• **TO BE DONE**: How many lines in the items below contain the string "post" with matching case? Reply with the number only.

• **EXERCISE DATA**:
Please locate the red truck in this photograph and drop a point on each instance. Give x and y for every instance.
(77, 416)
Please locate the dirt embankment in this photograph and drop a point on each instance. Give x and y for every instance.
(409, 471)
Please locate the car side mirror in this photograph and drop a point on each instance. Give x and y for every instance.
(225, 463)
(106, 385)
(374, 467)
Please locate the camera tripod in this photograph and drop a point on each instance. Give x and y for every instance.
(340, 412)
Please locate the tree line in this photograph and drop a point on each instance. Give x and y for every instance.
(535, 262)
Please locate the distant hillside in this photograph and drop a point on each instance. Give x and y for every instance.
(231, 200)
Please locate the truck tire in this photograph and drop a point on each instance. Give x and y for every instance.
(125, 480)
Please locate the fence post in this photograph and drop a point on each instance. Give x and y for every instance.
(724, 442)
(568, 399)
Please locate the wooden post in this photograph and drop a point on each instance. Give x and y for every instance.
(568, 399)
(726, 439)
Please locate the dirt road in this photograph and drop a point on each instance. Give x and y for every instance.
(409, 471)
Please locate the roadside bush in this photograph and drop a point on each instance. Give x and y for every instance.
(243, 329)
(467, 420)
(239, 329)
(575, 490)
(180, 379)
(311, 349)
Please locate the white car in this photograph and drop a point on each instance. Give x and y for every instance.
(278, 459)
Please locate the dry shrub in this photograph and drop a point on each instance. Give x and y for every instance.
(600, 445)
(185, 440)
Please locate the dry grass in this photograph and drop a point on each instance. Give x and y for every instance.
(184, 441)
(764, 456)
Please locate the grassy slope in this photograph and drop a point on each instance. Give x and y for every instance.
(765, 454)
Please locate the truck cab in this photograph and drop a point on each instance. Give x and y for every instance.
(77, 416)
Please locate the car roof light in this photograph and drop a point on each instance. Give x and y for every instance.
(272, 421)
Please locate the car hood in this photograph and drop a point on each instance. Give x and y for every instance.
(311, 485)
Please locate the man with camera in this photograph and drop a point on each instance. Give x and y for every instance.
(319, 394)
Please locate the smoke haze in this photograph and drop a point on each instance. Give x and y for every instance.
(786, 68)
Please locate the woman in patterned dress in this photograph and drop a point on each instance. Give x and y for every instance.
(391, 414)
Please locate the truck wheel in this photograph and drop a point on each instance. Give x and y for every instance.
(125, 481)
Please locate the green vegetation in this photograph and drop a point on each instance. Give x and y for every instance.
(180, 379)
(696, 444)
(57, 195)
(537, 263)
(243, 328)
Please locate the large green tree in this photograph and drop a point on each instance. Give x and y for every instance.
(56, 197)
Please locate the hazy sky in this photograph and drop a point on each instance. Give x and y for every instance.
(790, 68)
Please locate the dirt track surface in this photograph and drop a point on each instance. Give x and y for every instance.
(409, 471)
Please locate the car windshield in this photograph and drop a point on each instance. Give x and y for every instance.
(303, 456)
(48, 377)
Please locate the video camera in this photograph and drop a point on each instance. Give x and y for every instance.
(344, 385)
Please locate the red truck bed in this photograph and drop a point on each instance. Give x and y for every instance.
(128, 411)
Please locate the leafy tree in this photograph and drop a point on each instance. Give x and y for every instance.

==

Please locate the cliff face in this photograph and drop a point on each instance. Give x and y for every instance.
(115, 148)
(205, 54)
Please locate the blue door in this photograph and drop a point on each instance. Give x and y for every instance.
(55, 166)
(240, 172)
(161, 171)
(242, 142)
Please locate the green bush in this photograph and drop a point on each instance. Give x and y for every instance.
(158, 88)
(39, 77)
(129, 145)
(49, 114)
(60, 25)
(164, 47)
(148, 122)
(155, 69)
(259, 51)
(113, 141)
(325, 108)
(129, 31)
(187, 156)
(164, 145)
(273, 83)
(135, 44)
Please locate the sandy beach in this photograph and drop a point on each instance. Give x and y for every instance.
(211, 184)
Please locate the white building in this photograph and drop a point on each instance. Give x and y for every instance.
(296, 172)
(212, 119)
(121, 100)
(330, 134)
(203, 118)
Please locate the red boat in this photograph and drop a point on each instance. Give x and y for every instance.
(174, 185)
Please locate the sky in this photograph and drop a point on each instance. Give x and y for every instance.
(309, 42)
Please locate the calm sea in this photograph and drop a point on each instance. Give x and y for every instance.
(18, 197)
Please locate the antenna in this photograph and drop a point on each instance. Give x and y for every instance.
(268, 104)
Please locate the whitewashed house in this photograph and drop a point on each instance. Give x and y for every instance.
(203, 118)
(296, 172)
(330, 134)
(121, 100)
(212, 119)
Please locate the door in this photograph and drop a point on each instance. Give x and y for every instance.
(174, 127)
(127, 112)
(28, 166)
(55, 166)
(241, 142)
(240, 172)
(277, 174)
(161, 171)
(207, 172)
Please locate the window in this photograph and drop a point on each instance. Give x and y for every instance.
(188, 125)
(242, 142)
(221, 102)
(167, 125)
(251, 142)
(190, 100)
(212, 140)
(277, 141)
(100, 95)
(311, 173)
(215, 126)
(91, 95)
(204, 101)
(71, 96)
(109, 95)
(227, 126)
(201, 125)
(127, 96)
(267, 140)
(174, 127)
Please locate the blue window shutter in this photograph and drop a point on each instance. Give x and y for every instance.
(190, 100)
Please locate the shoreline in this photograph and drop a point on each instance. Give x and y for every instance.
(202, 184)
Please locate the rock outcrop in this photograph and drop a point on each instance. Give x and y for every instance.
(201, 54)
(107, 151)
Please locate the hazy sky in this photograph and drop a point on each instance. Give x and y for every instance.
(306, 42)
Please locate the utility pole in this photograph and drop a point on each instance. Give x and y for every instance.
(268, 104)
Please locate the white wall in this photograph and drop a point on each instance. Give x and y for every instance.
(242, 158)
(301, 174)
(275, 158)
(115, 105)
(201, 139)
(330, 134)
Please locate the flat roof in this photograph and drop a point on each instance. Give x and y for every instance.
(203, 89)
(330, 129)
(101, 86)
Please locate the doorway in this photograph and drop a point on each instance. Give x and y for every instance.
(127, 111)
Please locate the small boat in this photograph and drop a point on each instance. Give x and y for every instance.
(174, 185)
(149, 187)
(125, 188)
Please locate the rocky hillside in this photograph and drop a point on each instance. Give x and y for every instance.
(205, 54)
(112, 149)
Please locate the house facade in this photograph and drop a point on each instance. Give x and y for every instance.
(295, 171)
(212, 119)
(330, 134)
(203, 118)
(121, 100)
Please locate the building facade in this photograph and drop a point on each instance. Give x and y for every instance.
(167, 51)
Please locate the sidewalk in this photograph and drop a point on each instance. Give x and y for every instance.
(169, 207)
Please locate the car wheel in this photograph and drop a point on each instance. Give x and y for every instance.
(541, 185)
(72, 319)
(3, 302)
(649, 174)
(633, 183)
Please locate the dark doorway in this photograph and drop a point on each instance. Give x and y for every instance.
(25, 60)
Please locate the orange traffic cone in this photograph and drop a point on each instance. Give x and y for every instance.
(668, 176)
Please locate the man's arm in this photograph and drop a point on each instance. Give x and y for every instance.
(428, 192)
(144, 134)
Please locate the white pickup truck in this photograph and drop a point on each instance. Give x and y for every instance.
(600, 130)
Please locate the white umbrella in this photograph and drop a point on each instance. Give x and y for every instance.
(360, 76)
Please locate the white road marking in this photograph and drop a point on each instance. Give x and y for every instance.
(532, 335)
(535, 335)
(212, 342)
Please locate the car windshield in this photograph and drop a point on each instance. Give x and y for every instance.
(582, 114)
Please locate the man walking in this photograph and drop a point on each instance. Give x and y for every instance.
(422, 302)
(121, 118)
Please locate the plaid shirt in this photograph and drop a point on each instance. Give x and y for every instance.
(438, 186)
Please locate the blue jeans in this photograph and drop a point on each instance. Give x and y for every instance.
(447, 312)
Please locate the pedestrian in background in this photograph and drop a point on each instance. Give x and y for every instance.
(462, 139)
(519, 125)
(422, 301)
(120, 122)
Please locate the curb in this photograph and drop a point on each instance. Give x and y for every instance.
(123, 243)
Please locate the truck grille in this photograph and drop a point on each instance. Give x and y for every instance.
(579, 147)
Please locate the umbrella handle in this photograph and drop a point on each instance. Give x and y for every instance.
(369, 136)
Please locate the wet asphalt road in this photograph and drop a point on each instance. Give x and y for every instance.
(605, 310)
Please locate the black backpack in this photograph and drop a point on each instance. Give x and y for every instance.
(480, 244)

---

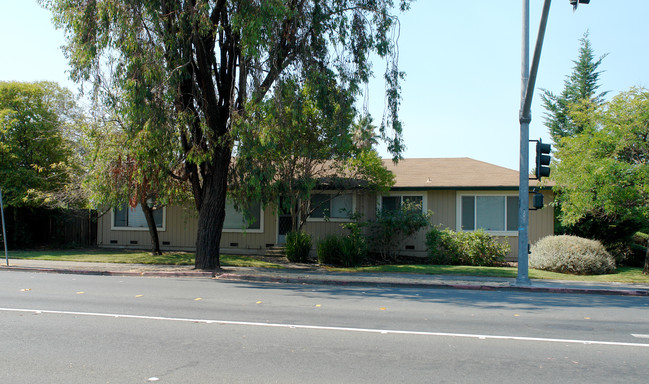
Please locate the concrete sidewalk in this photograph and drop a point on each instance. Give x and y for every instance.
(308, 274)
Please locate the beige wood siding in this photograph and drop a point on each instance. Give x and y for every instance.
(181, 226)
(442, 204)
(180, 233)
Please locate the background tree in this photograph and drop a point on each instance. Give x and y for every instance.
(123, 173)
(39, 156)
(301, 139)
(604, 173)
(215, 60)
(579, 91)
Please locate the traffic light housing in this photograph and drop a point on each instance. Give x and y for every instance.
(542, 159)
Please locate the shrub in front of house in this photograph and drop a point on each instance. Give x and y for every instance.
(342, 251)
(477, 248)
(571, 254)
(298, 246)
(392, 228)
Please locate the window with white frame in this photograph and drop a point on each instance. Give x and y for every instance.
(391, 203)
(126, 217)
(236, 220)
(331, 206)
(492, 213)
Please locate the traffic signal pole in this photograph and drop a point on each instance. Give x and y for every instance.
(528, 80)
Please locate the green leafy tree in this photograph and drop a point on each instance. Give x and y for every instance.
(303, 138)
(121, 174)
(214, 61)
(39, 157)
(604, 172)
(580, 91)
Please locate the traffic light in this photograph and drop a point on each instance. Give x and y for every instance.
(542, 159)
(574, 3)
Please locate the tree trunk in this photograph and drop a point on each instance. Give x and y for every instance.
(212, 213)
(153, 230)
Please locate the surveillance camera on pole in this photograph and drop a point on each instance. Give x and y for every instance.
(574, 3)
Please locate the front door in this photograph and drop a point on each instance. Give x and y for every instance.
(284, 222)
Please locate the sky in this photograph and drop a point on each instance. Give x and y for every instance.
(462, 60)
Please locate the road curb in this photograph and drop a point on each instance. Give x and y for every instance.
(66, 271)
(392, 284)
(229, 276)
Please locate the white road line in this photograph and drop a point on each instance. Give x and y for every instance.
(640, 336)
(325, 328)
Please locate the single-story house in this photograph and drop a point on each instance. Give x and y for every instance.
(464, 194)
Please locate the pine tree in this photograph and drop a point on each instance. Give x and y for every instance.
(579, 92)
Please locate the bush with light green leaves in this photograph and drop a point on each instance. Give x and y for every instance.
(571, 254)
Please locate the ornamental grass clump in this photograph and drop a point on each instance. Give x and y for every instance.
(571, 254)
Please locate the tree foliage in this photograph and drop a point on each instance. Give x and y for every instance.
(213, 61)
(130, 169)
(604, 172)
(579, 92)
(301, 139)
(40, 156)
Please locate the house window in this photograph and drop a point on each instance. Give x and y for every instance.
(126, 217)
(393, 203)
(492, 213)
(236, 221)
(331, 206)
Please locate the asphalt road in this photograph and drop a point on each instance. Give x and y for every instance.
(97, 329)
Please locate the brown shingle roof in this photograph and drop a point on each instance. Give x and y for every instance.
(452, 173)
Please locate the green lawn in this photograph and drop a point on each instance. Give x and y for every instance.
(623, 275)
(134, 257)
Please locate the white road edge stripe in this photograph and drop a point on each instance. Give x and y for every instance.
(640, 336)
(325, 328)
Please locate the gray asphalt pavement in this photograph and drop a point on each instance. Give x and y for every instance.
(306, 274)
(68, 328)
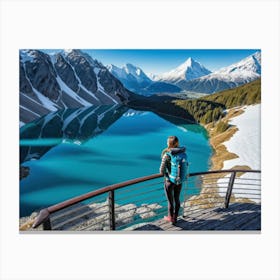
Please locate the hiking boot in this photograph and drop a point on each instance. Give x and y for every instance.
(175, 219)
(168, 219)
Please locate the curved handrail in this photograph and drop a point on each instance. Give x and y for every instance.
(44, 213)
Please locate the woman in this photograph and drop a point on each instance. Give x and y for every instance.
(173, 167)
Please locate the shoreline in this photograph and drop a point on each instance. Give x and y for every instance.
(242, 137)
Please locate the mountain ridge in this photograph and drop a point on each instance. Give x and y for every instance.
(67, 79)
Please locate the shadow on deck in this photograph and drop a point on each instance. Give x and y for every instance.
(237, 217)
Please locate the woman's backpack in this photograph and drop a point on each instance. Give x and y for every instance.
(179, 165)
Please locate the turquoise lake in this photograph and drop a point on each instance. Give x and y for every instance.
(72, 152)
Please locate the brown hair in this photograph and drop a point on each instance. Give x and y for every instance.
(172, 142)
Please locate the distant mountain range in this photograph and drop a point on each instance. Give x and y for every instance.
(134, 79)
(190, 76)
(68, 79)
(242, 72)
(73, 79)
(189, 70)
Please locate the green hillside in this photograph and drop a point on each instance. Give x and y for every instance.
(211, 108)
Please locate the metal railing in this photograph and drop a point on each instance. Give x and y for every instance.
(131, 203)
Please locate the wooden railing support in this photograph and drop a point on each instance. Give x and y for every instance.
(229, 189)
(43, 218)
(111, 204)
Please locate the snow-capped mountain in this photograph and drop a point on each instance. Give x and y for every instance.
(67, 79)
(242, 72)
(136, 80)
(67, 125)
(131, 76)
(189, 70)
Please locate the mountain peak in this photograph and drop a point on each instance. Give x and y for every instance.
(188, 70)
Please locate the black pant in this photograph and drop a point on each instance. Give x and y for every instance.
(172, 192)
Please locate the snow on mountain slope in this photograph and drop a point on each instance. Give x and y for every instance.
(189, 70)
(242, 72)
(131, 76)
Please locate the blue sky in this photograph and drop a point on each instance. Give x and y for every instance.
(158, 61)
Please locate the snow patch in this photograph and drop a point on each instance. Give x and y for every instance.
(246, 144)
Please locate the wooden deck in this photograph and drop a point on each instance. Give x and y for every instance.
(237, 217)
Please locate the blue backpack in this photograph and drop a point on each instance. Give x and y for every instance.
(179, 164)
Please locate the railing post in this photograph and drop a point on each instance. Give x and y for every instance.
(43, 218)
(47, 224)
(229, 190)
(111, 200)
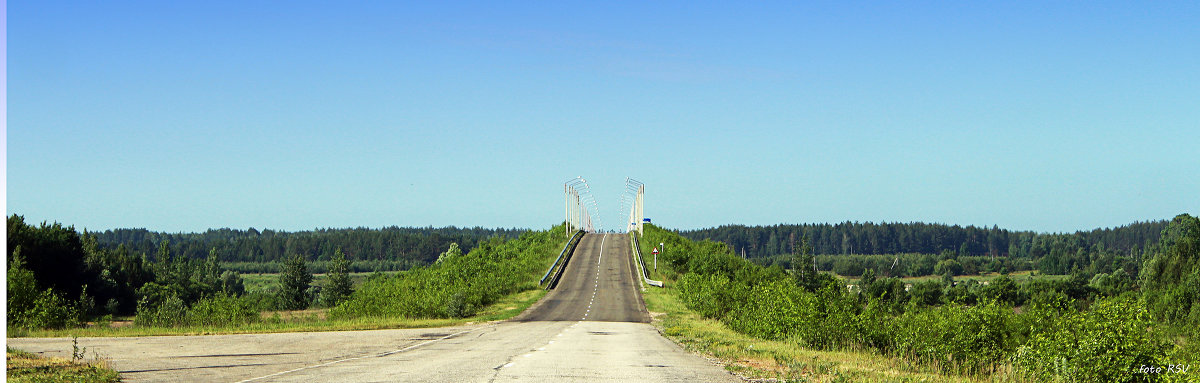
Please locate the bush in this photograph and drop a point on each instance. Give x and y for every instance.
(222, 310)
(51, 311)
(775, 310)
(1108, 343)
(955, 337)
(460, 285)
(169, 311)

• **EXERCISE RESPONSE**: 3